In another case involving the Federal Arbitration Act (FAA), the U.S. Supreme Court in Badgerow v. Walters addresses the issue of whether federal courts can modify, confirm, or vacate an arbitration award when an underlying federal question is the only basis for their jurisdiction.

Justice Elena Kagan wrote for an 8-1 majority, holding there are circumstances in which federal courts do not have the jurisdiction in post-award claims – meaning that federal courts do not have the jurisdiction under Sections 9 and 10 of the FAA to vacate, modify, or confirm arbitration awards. The underlying case involved an unlawful termination claim.

Federal courts are permitted under Section 4 of the FAA to “look through” a petition to the “underlying substantive controversy” to establish jurisdiction. If the dispute presents a federal question, then the court has jurisdiction and may rule on the motion to compel arbitration pursuant to Section 4. Vaden v. Discover Bank, 556 U. S. 49. However, the question before the Supreme Court was if that same “looking through” approach can be used on arbitral awards under Section 9 and 10 of the FAA.

The plaintiff, Denise A. Badgerow, worked as a financial adviser when she signed an arbitration agreement during the course of her employment. She was later fired and initiated arbitration proceedings against her employer for unlawful termination. After her claim was dismissed by the arbitration panel, she filed in Louisiana state court to vacate the arbitral award. Her employer removed the suit to the U.S. District Court for the Eastern District of Louisiana and applied to confirm the award. The plaintiff subsequently attempted to remand back to the state court, stating the District Court did not have jurisdiction to vacate or confirm the arbitral award under Section 9 and 10 of the FAA.

The District Court disagreed and utilized the “look through” approach under Section 4, determining the federal law claim in the underlying employment action was sufficient for jurisdiction. The Fifth Circuit later affirmed the District Court before Badgerow filed certiorari with the Supreme Court.

**Your tasks:**
a: For each statement, answer yes or no according to the case summary, and quote the words that decide it. (i) Justice Elena Kagan wrote the majority opinion. (ii) Badgerow first filed to vacate the arbitral award in federal district court. (iii) The Fifth Circuit reversed the District Court.
b: According to the case summary, what was Badgerow's job when she signed the arbitration agreement?
The entries after this point are unrelated to the case summary.

**Stored records:**
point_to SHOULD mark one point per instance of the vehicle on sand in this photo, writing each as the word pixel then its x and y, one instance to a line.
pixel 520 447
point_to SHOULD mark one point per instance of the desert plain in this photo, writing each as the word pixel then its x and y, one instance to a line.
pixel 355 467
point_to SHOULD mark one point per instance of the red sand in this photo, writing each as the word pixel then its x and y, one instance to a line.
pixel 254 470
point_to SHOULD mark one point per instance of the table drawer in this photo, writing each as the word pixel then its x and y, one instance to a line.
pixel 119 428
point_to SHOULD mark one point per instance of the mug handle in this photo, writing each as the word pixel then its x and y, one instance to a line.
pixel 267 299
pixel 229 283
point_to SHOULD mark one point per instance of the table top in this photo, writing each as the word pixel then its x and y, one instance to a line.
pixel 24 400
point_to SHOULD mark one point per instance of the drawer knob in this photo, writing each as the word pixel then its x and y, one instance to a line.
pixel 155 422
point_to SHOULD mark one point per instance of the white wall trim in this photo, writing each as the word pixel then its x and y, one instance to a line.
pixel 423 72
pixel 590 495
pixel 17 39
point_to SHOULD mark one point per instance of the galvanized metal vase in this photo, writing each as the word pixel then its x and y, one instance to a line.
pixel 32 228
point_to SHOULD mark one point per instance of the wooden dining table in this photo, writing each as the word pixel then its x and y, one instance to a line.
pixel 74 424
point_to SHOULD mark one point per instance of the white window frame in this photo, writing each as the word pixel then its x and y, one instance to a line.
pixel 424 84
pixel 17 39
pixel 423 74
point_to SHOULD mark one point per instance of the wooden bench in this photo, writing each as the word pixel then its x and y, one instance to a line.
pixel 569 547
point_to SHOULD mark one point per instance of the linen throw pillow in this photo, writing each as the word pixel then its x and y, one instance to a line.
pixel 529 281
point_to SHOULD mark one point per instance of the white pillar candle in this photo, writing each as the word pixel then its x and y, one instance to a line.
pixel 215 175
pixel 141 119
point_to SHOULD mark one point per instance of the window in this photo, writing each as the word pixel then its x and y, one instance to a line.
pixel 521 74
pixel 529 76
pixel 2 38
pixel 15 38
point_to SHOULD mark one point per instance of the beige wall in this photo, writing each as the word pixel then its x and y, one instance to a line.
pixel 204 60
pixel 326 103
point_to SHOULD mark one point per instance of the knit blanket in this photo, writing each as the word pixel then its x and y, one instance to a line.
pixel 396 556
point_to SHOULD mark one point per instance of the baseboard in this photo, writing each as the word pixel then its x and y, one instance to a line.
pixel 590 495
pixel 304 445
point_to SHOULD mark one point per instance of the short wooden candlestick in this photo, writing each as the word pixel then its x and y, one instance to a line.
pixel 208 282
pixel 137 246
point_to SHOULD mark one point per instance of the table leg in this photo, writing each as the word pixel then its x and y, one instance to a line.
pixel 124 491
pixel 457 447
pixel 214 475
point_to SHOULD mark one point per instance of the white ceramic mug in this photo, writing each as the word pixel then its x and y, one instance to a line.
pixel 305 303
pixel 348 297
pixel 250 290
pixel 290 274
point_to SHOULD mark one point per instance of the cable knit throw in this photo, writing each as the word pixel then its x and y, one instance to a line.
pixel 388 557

**Results for the exercise:**
a:
(i) Yes: "Justice Elena Kagan wrote for an 8-1 majority"
(ii) No: "she filed in Louisiana state court to vacate the arbitral award"
(iii) No: "The Fifth Circuit later affirmed the District Court"

b: Financial adviser